- Prompt:
Among the lines of this listing, count those that include "gray" and state the count by itself.

- Exercise input:
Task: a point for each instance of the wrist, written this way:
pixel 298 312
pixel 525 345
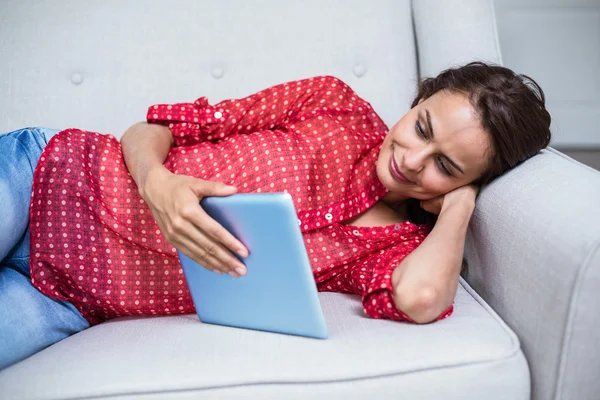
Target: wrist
pixel 151 177
pixel 466 207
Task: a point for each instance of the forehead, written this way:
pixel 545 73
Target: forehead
pixel 457 129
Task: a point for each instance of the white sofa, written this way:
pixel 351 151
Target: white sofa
pixel 525 323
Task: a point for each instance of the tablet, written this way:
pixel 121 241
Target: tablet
pixel 278 293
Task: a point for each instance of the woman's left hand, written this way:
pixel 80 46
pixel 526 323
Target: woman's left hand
pixel 460 194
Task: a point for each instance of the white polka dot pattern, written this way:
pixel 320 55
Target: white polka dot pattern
pixel 95 243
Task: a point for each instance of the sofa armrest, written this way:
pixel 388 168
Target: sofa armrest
pixel 533 253
pixel 443 41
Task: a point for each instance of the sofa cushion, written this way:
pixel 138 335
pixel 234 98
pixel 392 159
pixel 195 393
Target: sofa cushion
pixel 471 355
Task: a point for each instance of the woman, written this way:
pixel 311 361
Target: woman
pixel 383 212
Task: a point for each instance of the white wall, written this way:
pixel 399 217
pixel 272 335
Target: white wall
pixel 557 43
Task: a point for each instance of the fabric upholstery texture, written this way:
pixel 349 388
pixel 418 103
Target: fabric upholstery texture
pixel 468 356
pixel 532 245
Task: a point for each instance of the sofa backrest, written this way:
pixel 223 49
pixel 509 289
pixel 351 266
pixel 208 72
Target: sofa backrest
pixel 99 65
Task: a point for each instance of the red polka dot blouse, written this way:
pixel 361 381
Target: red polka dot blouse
pixel 95 243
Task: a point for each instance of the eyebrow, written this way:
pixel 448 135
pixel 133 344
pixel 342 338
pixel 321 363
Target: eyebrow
pixel 450 161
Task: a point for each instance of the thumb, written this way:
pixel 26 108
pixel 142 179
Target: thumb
pixel 215 188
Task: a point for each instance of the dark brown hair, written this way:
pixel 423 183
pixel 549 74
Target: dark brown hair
pixel 511 108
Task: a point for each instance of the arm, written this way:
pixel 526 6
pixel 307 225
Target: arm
pixel 173 200
pixel 426 281
pixel 145 148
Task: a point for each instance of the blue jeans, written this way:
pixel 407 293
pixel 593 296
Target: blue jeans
pixel 29 320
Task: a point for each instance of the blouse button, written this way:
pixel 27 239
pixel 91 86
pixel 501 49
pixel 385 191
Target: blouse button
pixel 76 78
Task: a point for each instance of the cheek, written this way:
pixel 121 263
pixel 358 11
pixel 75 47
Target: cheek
pixel 434 184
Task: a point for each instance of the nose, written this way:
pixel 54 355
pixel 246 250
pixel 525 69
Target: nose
pixel 414 159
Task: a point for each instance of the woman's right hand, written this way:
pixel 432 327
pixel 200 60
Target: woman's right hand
pixel 175 204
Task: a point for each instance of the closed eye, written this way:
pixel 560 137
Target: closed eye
pixel 439 162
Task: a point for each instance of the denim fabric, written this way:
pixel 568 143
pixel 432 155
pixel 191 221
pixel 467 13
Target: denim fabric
pixel 29 320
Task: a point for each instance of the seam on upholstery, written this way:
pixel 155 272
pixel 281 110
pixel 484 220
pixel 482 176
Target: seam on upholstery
pixel 514 338
pixel 299 383
pixel 513 353
pixel 572 160
pixel 416 40
pixel 495 28
pixel 568 332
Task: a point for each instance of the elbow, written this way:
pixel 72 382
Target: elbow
pixel 423 307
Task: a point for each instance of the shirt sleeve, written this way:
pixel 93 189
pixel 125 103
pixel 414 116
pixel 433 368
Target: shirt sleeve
pixel 378 300
pixel 371 277
pixel 276 107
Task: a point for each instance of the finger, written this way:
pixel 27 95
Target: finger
pixel 205 259
pixel 210 265
pixel 205 247
pixel 212 188
pixel 216 231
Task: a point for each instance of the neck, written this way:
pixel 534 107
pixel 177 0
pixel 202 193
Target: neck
pixel 395 202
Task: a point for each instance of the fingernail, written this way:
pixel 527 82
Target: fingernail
pixel 240 270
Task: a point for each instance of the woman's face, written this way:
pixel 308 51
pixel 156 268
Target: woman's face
pixel 428 162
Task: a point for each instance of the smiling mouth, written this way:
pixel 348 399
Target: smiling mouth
pixel 395 171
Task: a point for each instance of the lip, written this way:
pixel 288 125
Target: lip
pixel 395 171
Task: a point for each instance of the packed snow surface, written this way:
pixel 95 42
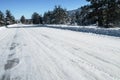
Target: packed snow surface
pixel 41 53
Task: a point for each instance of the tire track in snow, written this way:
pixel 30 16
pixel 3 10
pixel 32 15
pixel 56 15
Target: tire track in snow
pixel 84 61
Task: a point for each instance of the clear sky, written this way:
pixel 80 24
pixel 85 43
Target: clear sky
pixel 27 7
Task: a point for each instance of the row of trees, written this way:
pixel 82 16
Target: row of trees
pixel 57 16
pixel 6 18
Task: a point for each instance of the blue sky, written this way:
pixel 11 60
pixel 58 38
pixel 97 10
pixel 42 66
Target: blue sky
pixel 27 7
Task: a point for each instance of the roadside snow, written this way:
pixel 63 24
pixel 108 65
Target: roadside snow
pixel 40 53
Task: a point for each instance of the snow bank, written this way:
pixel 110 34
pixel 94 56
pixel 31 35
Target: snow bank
pixel 89 29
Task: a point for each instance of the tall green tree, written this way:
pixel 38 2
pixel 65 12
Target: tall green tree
pixel 23 20
pixel 10 19
pixel 60 15
pixel 2 18
pixel 36 18
pixel 47 18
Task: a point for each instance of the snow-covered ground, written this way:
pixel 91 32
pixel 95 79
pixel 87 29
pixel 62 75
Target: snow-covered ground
pixel 41 53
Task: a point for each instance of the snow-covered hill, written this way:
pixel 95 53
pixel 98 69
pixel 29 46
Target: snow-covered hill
pixel 41 53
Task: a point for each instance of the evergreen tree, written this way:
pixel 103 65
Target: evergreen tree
pixel 10 19
pixel 2 18
pixel 59 15
pixel 23 20
pixel 36 18
pixel 106 12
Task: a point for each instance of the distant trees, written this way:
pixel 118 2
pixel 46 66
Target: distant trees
pixel 23 20
pixel 36 18
pixel 106 12
pixel 57 16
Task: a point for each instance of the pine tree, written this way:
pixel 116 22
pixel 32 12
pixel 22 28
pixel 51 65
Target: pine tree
pixel 10 19
pixel 36 18
pixel 59 15
pixel 2 19
pixel 23 20
pixel 47 17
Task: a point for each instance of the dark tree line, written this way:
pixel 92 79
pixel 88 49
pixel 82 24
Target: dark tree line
pixel 6 18
pixel 104 13
pixel 57 16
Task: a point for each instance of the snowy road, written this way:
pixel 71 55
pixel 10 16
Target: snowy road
pixel 52 54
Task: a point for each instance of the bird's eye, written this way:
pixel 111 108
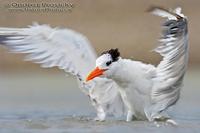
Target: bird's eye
pixel 108 63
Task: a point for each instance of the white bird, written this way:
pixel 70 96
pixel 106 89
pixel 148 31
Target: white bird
pixel 145 90
pixel 148 91
pixel 71 52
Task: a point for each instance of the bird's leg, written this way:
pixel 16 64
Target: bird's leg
pixel 101 114
pixel 165 119
pixel 130 116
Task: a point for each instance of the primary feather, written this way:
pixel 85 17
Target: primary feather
pixel 67 50
pixel 173 48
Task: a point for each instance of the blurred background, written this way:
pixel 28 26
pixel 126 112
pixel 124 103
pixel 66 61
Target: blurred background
pixel 122 24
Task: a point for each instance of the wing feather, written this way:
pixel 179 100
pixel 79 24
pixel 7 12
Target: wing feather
pixel 174 49
pixel 67 50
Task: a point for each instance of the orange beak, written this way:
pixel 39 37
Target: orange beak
pixel 95 73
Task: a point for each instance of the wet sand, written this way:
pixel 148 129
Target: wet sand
pixel 52 103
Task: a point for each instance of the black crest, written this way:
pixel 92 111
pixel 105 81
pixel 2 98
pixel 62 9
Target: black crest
pixel 114 54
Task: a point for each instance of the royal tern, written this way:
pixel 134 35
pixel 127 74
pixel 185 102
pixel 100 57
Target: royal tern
pixel 148 91
pixel 116 85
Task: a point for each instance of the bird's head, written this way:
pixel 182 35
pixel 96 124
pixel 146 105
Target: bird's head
pixel 105 64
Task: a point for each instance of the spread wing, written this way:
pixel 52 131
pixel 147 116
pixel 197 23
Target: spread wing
pixel 51 47
pixel 173 48
pixel 65 49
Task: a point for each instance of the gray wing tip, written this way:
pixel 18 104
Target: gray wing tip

- Your response:
2